Your objective
What lines in the records below mention "slope"? List them all.

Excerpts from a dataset

......

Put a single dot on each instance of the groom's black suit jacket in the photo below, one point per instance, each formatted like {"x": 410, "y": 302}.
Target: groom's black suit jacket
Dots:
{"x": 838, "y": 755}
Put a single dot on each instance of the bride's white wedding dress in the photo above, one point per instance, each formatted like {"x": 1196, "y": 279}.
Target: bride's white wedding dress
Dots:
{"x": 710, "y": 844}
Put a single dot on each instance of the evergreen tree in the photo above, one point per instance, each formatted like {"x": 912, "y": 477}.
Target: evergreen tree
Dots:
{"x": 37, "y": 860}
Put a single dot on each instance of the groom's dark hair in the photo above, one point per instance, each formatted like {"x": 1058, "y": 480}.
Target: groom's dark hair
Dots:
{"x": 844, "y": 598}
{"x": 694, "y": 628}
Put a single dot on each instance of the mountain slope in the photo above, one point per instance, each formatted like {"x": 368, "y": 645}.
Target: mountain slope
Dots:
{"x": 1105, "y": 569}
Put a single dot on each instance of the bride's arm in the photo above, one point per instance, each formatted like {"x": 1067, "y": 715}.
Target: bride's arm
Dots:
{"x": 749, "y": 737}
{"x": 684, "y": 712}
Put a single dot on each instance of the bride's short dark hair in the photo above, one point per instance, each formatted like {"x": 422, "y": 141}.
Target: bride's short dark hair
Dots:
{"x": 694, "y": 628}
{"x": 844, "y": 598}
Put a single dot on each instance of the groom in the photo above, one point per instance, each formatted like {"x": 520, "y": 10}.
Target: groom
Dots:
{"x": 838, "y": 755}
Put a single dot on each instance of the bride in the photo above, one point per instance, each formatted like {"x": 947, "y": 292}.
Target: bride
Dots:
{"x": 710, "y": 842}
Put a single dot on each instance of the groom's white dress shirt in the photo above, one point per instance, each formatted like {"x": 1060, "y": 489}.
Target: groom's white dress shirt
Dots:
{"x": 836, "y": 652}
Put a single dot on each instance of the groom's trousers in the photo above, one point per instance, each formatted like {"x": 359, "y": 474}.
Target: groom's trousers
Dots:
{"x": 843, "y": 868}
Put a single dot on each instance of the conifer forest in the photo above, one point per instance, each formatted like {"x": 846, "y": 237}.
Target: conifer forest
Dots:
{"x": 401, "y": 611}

......

Expected answer
Put a single dot on each instance of the mountain slope in the photo above, one point per instance, each formatted like {"x": 368, "y": 645}.
Target: mountain slope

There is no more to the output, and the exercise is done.